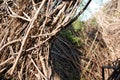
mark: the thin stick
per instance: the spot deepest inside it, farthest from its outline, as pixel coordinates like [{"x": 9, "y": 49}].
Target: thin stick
[
  {"x": 11, "y": 42},
  {"x": 25, "y": 37},
  {"x": 38, "y": 68}
]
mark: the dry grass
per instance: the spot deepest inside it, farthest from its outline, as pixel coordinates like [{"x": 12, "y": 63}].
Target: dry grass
[{"x": 26, "y": 30}]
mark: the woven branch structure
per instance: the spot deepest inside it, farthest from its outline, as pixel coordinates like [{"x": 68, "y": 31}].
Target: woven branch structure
[{"x": 27, "y": 28}]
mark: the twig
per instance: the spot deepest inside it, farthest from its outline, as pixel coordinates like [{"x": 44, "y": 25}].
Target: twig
[
  {"x": 25, "y": 37},
  {"x": 11, "y": 42},
  {"x": 6, "y": 61},
  {"x": 38, "y": 68}
]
========
Set problem: Reproduce every line above word for word, leaving out the pictures.

Response to this exercise:
mark: the thin stick
per instance: the spot deepest inside it, farthest from its outline, as pixel coordinates like [{"x": 9, "y": 49}].
Target: thin stick
[
  {"x": 11, "y": 42},
  {"x": 25, "y": 37},
  {"x": 38, "y": 68}
]
mark: the dry grass
per instance: the spot deepest inside it, farthest from its outline, as pixel coordinates like [{"x": 12, "y": 63}].
Target: dry grass
[{"x": 26, "y": 30}]
mark: the woven branch structure
per instance: the spot deepest inside it, farthest from its outline, as pixel coordinates like [{"x": 68, "y": 31}].
Target: woven branch structure
[{"x": 27, "y": 28}]
mark: the twig
per instance: the spot deepest inside it, farthest from its outline, as pixel coordinates like [{"x": 44, "y": 25}].
Target: twig
[
  {"x": 25, "y": 37},
  {"x": 11, "y": 42},
  {"x": 6, "y": 61},
  {"x": 38, "y": 68}
]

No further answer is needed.